• Exercise description: Return the material word for word. Do not include pictures.

Dataset rows
----

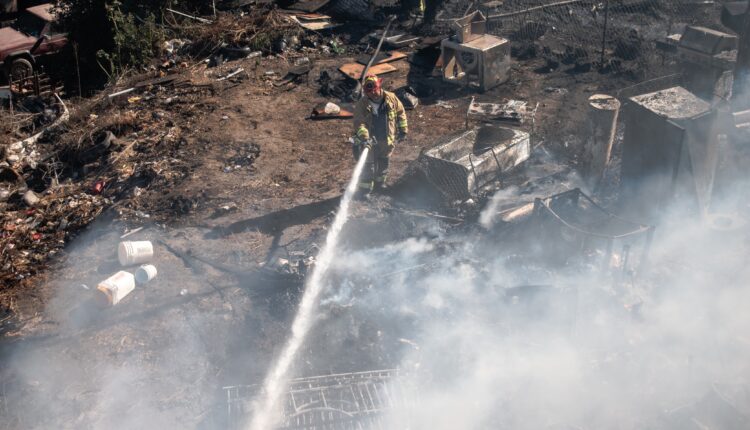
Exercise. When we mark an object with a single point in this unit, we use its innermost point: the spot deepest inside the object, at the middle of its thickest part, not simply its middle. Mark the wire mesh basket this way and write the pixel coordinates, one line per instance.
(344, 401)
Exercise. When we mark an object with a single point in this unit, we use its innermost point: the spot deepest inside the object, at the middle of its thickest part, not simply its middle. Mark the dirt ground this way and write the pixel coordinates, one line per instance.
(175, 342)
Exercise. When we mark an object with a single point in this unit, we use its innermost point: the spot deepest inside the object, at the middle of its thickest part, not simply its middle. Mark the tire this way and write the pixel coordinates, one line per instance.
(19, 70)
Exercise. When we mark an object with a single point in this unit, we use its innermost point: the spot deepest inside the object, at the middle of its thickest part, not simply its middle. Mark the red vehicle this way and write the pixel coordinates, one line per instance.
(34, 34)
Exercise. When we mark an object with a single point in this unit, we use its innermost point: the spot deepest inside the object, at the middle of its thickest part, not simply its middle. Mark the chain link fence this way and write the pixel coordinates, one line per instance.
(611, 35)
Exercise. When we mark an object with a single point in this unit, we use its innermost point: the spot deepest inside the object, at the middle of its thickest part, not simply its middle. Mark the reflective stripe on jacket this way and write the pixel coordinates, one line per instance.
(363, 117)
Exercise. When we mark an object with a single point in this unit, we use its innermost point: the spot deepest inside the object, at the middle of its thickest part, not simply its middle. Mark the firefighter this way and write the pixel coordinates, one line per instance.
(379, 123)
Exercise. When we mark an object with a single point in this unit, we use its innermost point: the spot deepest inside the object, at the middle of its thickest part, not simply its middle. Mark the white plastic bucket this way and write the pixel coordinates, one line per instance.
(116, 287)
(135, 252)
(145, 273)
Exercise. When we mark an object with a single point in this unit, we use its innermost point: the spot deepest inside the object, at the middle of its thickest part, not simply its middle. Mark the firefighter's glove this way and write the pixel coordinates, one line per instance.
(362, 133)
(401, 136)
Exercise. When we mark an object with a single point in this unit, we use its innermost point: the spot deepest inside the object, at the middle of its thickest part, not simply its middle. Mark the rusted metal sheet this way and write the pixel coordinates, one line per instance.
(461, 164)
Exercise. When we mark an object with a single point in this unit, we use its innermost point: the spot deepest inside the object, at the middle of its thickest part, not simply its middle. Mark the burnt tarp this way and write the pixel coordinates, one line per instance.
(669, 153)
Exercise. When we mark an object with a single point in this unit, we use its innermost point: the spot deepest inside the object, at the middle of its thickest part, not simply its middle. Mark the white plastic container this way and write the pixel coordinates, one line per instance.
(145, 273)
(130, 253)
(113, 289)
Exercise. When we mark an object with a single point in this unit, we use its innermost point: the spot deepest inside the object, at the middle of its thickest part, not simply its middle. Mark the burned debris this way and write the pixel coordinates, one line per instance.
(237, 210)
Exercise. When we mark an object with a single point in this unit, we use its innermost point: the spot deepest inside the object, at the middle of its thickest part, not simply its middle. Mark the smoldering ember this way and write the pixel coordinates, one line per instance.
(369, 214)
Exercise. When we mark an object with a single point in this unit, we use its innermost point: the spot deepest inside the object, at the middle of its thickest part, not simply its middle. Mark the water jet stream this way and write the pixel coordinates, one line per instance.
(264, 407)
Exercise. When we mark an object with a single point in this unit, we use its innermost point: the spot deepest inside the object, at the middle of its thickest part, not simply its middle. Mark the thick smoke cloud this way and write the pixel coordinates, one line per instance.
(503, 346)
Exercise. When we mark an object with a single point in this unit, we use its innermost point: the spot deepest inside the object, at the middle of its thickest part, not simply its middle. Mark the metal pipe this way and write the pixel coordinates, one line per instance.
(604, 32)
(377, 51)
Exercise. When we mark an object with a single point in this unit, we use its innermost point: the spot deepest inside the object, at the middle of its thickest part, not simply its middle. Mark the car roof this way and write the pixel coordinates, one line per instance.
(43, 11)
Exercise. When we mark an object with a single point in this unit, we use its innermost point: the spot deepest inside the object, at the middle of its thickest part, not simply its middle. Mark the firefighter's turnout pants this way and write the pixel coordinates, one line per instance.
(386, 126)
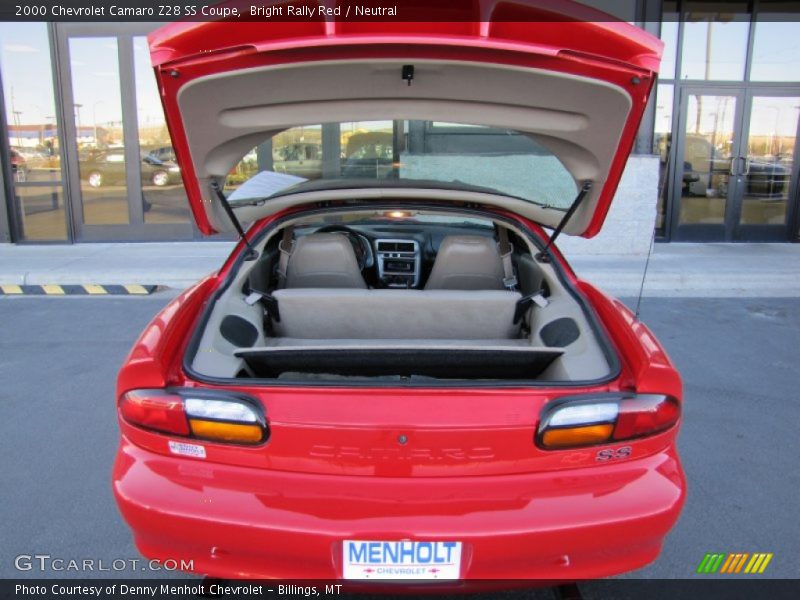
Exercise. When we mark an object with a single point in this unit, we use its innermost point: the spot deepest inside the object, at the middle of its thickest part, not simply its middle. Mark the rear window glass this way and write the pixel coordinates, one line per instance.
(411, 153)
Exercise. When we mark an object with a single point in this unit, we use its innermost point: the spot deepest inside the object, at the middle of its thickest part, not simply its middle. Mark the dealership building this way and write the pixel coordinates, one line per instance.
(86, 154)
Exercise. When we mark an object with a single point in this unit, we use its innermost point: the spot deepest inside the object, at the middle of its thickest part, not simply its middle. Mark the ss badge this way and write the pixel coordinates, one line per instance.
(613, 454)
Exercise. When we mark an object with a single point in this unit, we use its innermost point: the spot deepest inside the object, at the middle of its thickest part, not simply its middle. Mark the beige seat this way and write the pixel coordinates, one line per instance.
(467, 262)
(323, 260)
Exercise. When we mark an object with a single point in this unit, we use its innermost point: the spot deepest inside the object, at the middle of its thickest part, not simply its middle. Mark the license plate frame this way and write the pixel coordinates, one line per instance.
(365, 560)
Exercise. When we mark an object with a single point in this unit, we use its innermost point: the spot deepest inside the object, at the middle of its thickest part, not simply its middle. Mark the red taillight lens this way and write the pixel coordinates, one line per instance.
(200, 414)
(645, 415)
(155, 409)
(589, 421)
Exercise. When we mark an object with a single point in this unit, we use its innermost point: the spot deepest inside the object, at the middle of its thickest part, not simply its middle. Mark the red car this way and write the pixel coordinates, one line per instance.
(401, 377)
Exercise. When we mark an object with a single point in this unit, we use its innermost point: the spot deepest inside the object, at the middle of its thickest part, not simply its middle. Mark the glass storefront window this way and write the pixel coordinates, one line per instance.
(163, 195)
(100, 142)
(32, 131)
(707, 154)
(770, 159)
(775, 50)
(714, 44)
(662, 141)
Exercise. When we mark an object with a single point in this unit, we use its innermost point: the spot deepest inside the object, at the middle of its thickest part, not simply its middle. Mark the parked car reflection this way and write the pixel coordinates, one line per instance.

----

• Final answer:
Exercise. When we mark an object with a single point in this unit, we use its innermost point: the spot deepest inside the object, at the middle of its thickest part, not simply its middle. Mark the wire mesh basket this way and write the pixel coordinates, one line per instance.
(344, 401)
Exercise. When we mark an object with a single point in this unit, we use its innermost point: the spot deepest inside the object, at the middle of its thickest part, not simply its middle. Mark the dirt ground this way and write the pixel coordinates, one line per instance.
(175, 342)
Exercise. When we mark an object with a single point in this unit, we use its innermost point: the spot deepest inside the object, at the middle of its thickest part, not simply its middle. Mark the tire this way and write the pixel coordinates, one line per instance.
(19, 70)
Exercise. When we mark an object with a single point in this unit, we use its innermost point: the spot deepest inside the object, at the middle of its thickest part, not simply its middle. Mark the red vehicle this way and write the pixel coordinates, one line per instance.
(34, 34)
Exercise. When we mark an object with a single point in this unit, we use its innermost point: the spot deepest inside the object, at the middle of its thickest part, not simply its middle. Mark the chain link fence this way and write the pixel coordinates, one line per instance.
(611, 35)
Exercise. When we mark an object with a single point in this unit, we use its innermost point: the spot deepest inside the object, at the middle of its thickest part, not simply its middle. Mark the reflective stripe on jacket this way and write the pixel coordinates, one line per instance.
(363, 117)
Exercise. When we mark an object with a single point in this unit, we use its innermost point: the spot deepest inside the object, at the middle of its thickest part, not simply its middle. Mark the firefighter this way and write the pixel coordinates, one line per instance.
(379, 123)
Exercise. When we mark an object with a single point in this unit, we use its innermost point: the spot deepest inside the object, at the middle of its thickest part, not simply its middle. Mark the white plastic bucket this way and write the pixel coordinates, one line per instance.
(116, 287)
(135, 252)
(145, 273)
Exercise. When we mark an object with a single point in this unit, we use its innermost point: the spot deepest inside the object, at the middle of its thickest part, not simply its middle. Mark the firefighter's glove this way and write the pixel coordinates, one line per instance.
(362, 133)
(401, 136)
Exercise. When we mark an object with a single point in this unit, we use its innermost point: the spot deepest inside the object, at the middle of its thickest part, not simply its middle. Mark the rusted metal sheet this way and write the pixel coordinates, one line per instance.
(461, 164)
Exercise. When we mark an object with a single point in this unit, we use its innermost point: the spot deepest inside the object, at the middle of its thickest part, not simply its middle. Mark the burnt tarp this way and write the pixel coordinates, one line per instance.
(669, 153)
Exercise. When we mark an object with a single point in this unit, we use its innermost point: the spot deepest inside the object, at the middle of its thickest part, not simply its middle. Mark the white plastic container this way and write the pixel coordinates, one line per instance.
(145, 273)
(130, 253)
(113, 289)
Exercise. When we mark an object with a single point in this unit, we use its innermost point: the spot deepest inside the object, at the middle of its thickest part, not simply its middle. Mark the burned debris this way and write the pixel coordinates, one line per instance.
(237, 210)
Exercise. When we mark an object with a single point in this unit, we use its innermost point: the spot deepest inside the object, at the middle of its thickest part, not simply its middle. Mark the smoldering ember this way and write the pixel coordinates, one line per instance.
(369, 214)
Exercise. When we mark an object with a single point in this unit, we use its innermost point: the spot deepest inside the object, at the middle of its thickest part, not simply its middle. Mark the water jet stream this way and write the pixel coordinates, one line per instance.
(264, 407)
Exercise. When we mark an object with a single point in this unit, we use its innermost point: the spot deepest inside the object, at the middle of its thickest part, not simply its middle. Mark the thick smoke cloud this way and write the pixel coordinates, one line per instance.
(503, 346)
Exercise. When we mark an object with a single point in this unit, we use its innermost point: the spot deepest inside the object, at the middle of its thickest part, not simply its middle. Mark the metal pipe this way and write the pixel coordinates, one line per instance.
(604, 32)
(377, 51)
Exercise. When we mark an object with a single point in this unit, we use its innermost point: the spot deepest inside the object, at the middle of its thickest part, not simply its middle. Mark the car roof this way and write the pixel coordinates, one line per instance.
(43, 11)
Exercise. When we mark an object with a single point in this unit, we use its innermost point: the spot deepest inside the object, at the middle of its thickest part, not simply its middle. Mark the firefighter's turnout pants this way and write the pixel coordinates, one line per instance.
(386, 126)
Exercise. When we mark an object with a single point in this unit, we use its innermost point: the spot deepest inside the object, at the middle of its thickest part, not simply its middle. Mark the rear window glass this way and write the pixel coordinates, one line per instance.
(411, 153)
Exercise. When we mark an object with a single point in this unit, we use its innermost point: the spot deepest inside the object, at the middle of its thickest part, not simply its middle. Mark the dealership building this way and write the pixel coordinates, one line per instance.
(86, 154)
Exercise. When we mark an object with a single point in this unit, we use its innermost point: the spot deepest inside the object, at the middle of its thickest part, not simply its middle. Mark the ss badge this way and write the pixel coordinates, one line per instance.
(613, 454)
Exercise. When we mark an object with a single point in this unit, we use its innermost point: the spot deepest inside the object, at the middle of its thickest part, not simply its middle. Mark the beige seat this way and write the pixel coordinates, one line per instance.
(467, 262)
(323, 260)
Exercise. When we mark an object with a single point in this unit, we use its innermost point: the spot deepest inside the object, at the middle of its thickest part, not simply its middle. Mark the license plate frame this way and write the pixel coordinates, one line per instance.
(365, 560)
Exercise. When we mark an object with a single point in this unit, we use its innermost point: the spot deepest inside the object, at the middle of its thickest part, not simply its middle. Mark the red taillight lens this way and write the pixel coordinates, one line per instance.
(200, 414)
(645, 415)
(155, 409)
(589, 421)
Exercise. When we mark an object with a single point in this unit, we use its innermost point: the spot deepest inside the object, at the middle of its thickest part, not simply its middle. Mark the red car this way and write the pixel coordinates, one line per instance.
(401, 377)
Exercise. When we mark an object with a single point in this unit, we use its innermost point: the spot deepest inside the object, at the middle of its thickest part, not simply its middle. Mark the glass storefront window this way and write the pixel coordinates, one line per instance.
(163, 195)
(100, 142)
(32, 131)
(707, 154)
(770, 159)
(775, 50)
(714, 44)
(662, 141)
Exercise. When we mark an object with a single point in this unit, we use its innermost point: the spot deepest inside the object, at the middle of its thickest part, not simply its middle. Mark the parked car reflection this way and write the pixel coordinates, one line per instance.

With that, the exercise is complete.